Vorgegebener Text:
Gericht: Bundesfinanzhof
Beschluss verkündet am 14.08.2000
Aktenzeichen: VII B 87/00
Rechtsgebiete: AO 1977, FGO, BFHEntlG


Vorschriften:

AO 1977 § 284 Abs. 1
AO 1977 § 284
FGO § 115 Abs. 2
FGO § 115 Abs. 2 Nr. 3
FGO § 120 Abs. 2 Satz 2
FGO § 115 Abs. 3 Satz 3
BFHEntlG Art. 1 Nr. 6
Diese Entscheidung enthält keinen zur Veröffentlichung bestimmten Leitsatz.
Gründe

Mit der angefochtenen Entscheidung hat das Finanzgericht (FG) erkannt, dass die mit Verfügung des Beklagten und Beschwerdegegners (Finanzamt --FA--) vom 10. Mai 1994 gegen den Kläger und Beschwerdeführer (Kläger) ausgesprochene Aufforderung, ein Vermögensverzeichnis vorzulegen und die eidesstattliche Versicherung abzugeben, i.d.F. der dem Kläger am 30. Mai 1996 zugestellten Einspruchsentscheidung rechtmäßig ist. Das FG hielt die tatbestandlichen Voraussetzungen des § 284 Abs. 1 der Abgabenordnung (AO 1977) für erfüllt und die behördliche Ermessensentscheidung, vom Kläger die Abgabe der eidesstattlichen Versicherung zu verlangen, frei von Ermessensfehlern. Das FG führte hierzu aus, dem FA seien die Einkommens- und Vermögensverhältnisse des Klägers nicht bereits aus anderen Quellen bekannt gewesen. Die vom Kläger für seine gegenteilige Auffassung beantragte Hinzuziehung der Einkommensteuer- und Erlassakten hielt das FG für nicht geboten, da die vom Kläger im Veranlagungs- oder Erlassverfahren zu seinen Einkommens- und Vermögensverhältnissen abgegebenen Erklärungen nicht geeignet seien, der Behörde eine zuverlässige und sichere Kenntnis bestehender Vollstreckungsmöglichkeiten zu verschaffen. Auch im Hinblick auf die zwischen den Beteiligten streitige Höhe der Rückstände sei ein Ermessensfehler des FA nicht erkennbar. Selbst nach der abweichenden Berechnung des Klägers verblieben im Zeitpunkt der Aufforderung zur Abgabe der eidesstattlichen Versicherung noch Steuerrückstände in Höhe von 9 000 DM (das FA ist ausweislich der Anlage zur Verfügung von einem Rückstand in Höhe von 82 769,82 DM ausgegangen). Auch im Zeitpunkt der Einspruchsentscheidung sei ausweislich einer Aufstellung im Erörterungsschreiben des FA vom 14. März 1996, also etwa zwei Monate vor Ergehen der Einspruchsentscheidung, noch ein erheblicher Rückstand (einschließlich der neu einzubeziehenden Steuerschulden in Höhe von etwa 97 000 DM) vorhanden gewesen. Darin sei eine erneute Ausübung des Ermessens zu sehen, was für die nachfolgend ergangene Einspruchsentscheidung ausreichend sei.

Angezeigte Datensätze:
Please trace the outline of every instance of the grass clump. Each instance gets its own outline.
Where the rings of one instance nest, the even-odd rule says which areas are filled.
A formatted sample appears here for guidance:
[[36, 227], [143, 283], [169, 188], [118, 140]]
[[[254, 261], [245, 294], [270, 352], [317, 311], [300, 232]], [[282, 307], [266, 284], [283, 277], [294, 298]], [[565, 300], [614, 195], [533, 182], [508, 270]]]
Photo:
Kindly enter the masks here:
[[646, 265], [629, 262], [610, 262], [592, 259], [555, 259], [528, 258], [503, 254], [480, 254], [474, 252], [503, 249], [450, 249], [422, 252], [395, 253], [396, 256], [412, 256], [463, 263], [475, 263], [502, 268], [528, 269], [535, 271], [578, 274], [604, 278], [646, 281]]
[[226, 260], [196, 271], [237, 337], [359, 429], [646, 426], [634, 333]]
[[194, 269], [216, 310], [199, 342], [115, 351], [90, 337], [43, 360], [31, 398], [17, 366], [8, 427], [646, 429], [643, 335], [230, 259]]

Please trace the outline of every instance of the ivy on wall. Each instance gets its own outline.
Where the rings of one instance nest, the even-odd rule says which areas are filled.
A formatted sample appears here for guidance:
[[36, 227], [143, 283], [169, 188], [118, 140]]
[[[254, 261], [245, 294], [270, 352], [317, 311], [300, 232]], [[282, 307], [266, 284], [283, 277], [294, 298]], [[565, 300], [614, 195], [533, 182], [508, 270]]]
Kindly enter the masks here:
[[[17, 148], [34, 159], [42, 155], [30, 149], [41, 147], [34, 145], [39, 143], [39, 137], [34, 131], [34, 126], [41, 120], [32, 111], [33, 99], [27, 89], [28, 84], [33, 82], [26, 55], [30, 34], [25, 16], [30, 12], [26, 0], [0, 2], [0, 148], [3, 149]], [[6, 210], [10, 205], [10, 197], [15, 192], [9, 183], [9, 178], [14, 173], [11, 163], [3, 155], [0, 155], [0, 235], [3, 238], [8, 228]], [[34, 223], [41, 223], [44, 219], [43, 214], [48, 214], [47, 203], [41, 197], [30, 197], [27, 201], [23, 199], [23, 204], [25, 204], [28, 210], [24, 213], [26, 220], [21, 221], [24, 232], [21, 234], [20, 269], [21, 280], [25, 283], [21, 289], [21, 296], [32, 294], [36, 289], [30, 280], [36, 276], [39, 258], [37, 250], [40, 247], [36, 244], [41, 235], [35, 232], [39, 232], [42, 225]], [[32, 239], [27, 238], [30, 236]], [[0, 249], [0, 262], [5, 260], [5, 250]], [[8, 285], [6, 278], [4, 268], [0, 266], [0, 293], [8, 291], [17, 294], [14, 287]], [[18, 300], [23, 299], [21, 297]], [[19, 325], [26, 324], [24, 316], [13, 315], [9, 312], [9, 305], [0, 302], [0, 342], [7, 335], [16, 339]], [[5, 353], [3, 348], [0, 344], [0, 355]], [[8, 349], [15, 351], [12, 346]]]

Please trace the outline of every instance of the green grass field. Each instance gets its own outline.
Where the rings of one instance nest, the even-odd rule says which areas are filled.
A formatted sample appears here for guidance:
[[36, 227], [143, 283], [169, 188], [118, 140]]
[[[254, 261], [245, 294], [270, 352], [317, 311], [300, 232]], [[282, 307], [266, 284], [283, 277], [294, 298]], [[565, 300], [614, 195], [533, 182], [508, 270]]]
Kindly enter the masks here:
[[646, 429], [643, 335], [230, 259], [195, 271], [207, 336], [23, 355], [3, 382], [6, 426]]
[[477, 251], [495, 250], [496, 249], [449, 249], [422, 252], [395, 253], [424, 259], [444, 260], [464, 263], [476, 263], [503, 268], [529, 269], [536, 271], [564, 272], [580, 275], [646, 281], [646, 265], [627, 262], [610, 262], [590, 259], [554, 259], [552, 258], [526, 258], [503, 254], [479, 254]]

Aufgabenstellung:
A) Fassen Sie den Absatz des Beschlusses, der mit „Mit der angefochtenen Entscheidung“ beginnt, als Stichpunktliste zusammen, ohne seine wesentlichen Angaben wegzulassen.
B) Entnehmen Sie dem Beschluss wörtlich den Abschnitt von „AO 1977 § 284 Abs.“ bis einschließlich „Veröffentlichung bestimmten Leitsatz.“.
C) Prüfen Sie anhand des Beschlusses die folgenden Aussagen: (i) Das FA ging von einem Rückstand in Höhe von 82 769,82 DM aus. (ii) Das FG zog die Einkommensteuer- und Erlassakten hinzu. (iii) Die Einspruchsentscheidung wurde dem Kläger am 30. Mai 1996 zugestellt. Beantworten Sie jede mit Ja oder Nein und zitieren Sie die entscheidenden Worte des Beschlusses wörtlich.

Lösungen:
A)
- Das FG hat entschieden, dass die Aufforderung des FA vom 10. Mai 1994, ein Vermögensverzeichnis vorzulegen und die eidesstattliche Versicherung abzugeben, rechtmäßig ist. Das gilt in der Fassung der dem Kläger am 30. Mai 1996 zugestellten Einspruchsentscheidung.
- Nach Ansicht des FG waren die Voraussetzungen des § 284 Abs. 1 AO 1977 erfüllt. Die Ermessensentscheidung des FA war frei von Ermessensfehlern.
- Dem FA waren die Einkommens- und Vermögensverhältnisse des Klägers nicht bereits aus anderen Quellen bekannt.
- Der Kläger beantragte, die Einkommensteuer- und Erlassakten hinzuzuziehen. Das FG hielt das nicht für geboten, weil seine Erklärungen im Veranlagungs- oder Erlassverfahren der Behörde keine zuverlässige und sichere Kenntnis der Vollstreckungsmöglichkeiten verschaffen konnten.
- Auch wegen der streitigen Höhe der Rückstände sah das FG keinen Ermessensfehler. Selbst nach der Berechnung des Klägers blieben 9 000 DM Rückstände. Das FA ging von 82 769,82 DM aus.
- Zum Zeitpunkt der Einspruchsentscheidung bestand laut Erörterungsschreiben des FA vom 14. März 1996 noch ein erheblicher Rückstand. Darin enthalten waren neu einzubeziehende Steuerschulden von etwa 97 000 DM.
- Das FG sah darin eine erneute Ausübung des Ermessens, die für die Einspruchsentscheidung ausreichte.

B)
AO 1977 § 284 Abs. 1
AO 1977 § 284
FGO § 115 Abs. 2
FGO § 115 Abs. 2 Nr. 3
FGO § 120 Abs. 2 Satz 2
FGO § 115 Abs. 3 Satz 3
BFHEntlG Art. 1 Nr. 6
Diese Entscheidung enthält keinen zur Veröffentlichung bestimmten Leitsatz.

C)
(i) Ja: „das FA ist ausweislich der Anlage zur Verfügung von einem Rückstand in Höhe von 82 769,82 DM ausgegangen“
(ii) Nein: „Die vom Kläger für seine gegenteilige Auffassung beantragte Hinzuziehung der Einkommensteuer- und Erlassakten hielt das FG für nicht geboten“
(iii) Ja: „der dem Kläger am 30. Mai 1996 zugestellten Einspruchsentscheidung“